Becoming Crazy With No Diagnosis.

By April 27, 2015blog

People nowadays tend to focus on the diagnosed and symptomatic diseases that affect the human mind commonly referred to as Alzheimer’s and Dementia, the latter being just a beginning of the deterioration of the memory and onslaught of confusion. Each of these names signifies the downfall of the person who used to exist within a familiar world of family and friends as well as significant everyday schedules that kept life in order. In other words, even though there are differences, humans within a “later” age range are labeled “crazy” before a formal diagnosis from a professional expert is made. If one’s memory fails, self-esteem falls to its lowest as they are reminded that they are not on par. Immediately, they are labeled as their families become frustrated with their behavior rather than accepting with patience the process of aging, if that is really what it is.

:: LISTED RECORDS ::
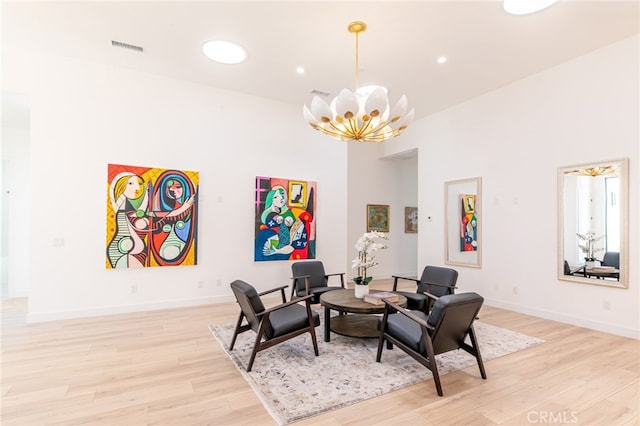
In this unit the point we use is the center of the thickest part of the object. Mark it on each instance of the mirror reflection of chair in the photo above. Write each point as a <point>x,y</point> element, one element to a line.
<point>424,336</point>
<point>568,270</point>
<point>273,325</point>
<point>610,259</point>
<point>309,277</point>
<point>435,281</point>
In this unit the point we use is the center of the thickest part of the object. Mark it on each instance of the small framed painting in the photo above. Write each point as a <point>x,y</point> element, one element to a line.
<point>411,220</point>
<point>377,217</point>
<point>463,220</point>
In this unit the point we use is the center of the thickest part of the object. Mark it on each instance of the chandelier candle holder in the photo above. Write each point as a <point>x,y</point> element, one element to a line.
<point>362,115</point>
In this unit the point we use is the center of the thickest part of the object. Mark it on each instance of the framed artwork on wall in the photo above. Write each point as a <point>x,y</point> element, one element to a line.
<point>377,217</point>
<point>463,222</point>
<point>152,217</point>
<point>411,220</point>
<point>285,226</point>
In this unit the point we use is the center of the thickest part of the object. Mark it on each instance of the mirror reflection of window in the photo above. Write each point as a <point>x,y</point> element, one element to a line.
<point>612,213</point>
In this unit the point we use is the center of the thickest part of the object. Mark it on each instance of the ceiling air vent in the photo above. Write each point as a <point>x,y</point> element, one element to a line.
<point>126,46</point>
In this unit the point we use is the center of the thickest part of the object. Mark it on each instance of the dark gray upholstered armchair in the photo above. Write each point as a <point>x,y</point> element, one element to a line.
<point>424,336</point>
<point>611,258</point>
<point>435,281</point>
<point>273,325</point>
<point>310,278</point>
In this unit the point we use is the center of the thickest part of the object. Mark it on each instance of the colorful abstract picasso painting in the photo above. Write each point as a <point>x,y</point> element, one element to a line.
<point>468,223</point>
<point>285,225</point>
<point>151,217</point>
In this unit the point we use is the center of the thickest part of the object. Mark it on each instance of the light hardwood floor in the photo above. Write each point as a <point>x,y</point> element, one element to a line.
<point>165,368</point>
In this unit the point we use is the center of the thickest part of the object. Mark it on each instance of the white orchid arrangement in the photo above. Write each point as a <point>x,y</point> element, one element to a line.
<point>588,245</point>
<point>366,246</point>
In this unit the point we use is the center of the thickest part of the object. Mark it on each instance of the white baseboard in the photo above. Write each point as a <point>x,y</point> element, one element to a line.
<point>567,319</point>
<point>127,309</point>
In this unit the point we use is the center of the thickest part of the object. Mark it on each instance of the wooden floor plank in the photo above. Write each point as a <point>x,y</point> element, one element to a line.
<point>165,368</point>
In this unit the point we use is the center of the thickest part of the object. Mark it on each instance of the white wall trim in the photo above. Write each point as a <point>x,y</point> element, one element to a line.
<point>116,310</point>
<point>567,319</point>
---
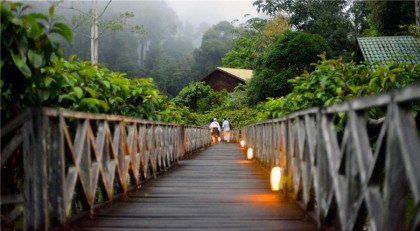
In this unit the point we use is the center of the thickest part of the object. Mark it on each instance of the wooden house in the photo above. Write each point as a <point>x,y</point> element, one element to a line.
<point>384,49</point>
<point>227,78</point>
---
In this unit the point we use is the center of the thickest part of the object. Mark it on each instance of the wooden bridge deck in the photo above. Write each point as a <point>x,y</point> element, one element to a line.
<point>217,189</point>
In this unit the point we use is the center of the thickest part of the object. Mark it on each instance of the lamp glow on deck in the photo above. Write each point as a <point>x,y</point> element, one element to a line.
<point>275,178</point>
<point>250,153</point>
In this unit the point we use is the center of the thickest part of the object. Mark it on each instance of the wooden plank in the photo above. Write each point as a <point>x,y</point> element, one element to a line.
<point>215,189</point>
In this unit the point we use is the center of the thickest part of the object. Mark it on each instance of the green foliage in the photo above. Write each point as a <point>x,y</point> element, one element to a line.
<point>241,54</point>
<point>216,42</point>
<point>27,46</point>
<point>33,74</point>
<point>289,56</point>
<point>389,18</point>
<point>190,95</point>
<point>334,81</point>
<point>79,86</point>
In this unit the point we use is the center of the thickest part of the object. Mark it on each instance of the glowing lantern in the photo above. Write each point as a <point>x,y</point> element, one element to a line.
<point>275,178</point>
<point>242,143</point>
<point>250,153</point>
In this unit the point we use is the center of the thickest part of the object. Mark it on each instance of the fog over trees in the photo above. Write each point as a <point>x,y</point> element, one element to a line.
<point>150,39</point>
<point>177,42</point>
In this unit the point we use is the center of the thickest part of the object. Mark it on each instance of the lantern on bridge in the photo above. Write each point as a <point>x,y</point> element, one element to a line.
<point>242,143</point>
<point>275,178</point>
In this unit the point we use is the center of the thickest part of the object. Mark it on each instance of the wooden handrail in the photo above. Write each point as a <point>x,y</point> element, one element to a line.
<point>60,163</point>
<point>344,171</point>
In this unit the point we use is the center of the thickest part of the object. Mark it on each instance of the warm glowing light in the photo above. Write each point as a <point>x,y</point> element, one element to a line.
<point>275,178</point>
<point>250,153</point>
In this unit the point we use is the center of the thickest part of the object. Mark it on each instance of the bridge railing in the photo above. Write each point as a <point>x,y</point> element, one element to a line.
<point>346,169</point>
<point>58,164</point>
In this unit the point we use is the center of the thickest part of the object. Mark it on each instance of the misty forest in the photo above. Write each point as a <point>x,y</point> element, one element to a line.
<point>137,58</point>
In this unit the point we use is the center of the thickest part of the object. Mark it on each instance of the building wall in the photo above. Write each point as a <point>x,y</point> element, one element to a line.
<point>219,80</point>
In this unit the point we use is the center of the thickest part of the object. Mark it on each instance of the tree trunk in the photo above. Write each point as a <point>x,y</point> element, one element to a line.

:: PROBLEM REQUIREMENTS ::
Pick up the blog post on memory loss and aging where it stops, and continue it from its last sentence. The rows have no connection to the blog post on memory loss and aging.

:: FINAL ANSWER ::
Those of us with aging family and friends are caught up in this dilemma by playing doctor, as drawing conclusions when someone with whom we have had a long-term relationship fails to express themselves clearly or forgets something we think they should know on the spot. The first thing is to call this loved one “crazy,” which has the connotation of a lunatic who runs around like a chicken without a head! Loosely used, the culprits voicing the hurtful names may still feel like they want to be engaged with the “loony” person with memory loss by labeling it without a medical diagnosis. In other words, they do not want to be bothered or even conclude, G/d forbid, that they are making their loved ones feel worse. Unconsciously, the word “crazy” or other barbs about forgetfulness, confusion, or depression are the very cause of the symptoms that the loved one is feeling! So, the jumping from normal to age related forgetfulness and the negative reactions all act to contribute to the downfall that is set off by others.

Yes, it can be age related; however, parents can induce “craziness” by their reactions to their children, husbands and wives can create “craziness” in their partner in a dysfunctional relationship, friends can disappoint and emotionally drain us to a point of believing that we cannot function, and on and on it goes. So, who is to say that one’s pain is always a biological deterioration of the mind? That is my point.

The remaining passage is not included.